Copy each line from the data that has the word "query" in it.

Point localization data
>>

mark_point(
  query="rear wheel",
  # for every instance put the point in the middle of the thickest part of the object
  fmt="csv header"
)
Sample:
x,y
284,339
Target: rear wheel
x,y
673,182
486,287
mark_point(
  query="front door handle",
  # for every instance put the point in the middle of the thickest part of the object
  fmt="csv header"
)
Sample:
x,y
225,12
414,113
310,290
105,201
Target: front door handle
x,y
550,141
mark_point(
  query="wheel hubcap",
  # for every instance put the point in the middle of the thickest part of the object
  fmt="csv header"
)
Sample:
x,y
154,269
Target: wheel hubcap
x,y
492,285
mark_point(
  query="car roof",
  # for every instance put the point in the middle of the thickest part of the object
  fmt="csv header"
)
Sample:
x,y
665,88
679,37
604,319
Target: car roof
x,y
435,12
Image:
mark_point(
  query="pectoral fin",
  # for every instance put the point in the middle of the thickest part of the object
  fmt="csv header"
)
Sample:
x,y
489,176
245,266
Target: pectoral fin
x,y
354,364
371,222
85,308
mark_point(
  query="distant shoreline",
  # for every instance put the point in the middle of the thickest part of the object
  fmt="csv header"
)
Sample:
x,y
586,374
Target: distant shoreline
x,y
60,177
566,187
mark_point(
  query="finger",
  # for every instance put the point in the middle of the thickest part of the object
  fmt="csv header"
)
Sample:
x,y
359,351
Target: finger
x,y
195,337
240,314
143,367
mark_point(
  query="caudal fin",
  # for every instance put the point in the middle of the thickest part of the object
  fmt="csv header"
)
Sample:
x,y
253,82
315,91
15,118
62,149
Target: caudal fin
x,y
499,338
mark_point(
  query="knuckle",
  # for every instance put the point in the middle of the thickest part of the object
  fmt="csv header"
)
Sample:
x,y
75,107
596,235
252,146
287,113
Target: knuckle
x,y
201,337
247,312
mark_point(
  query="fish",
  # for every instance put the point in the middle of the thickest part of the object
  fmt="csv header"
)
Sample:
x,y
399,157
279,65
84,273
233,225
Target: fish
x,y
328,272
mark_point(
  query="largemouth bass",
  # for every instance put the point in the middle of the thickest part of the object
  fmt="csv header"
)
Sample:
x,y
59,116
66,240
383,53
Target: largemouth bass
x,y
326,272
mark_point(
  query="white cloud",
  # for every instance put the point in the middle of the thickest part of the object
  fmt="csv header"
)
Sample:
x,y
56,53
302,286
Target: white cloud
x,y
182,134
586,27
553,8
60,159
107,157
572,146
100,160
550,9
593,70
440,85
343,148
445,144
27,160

<<

**Solved problem:**
  query="rear wheel",
  query="front door handle",
  query="wheel hubcap",
  query="car roof",
  query="pectoral fin",
  query="distant shoreline",
  query="finger",
  query="caudal fin",
  query="knuckle",
  query="fish",
  query="largemouth bass",
  query="white cloud",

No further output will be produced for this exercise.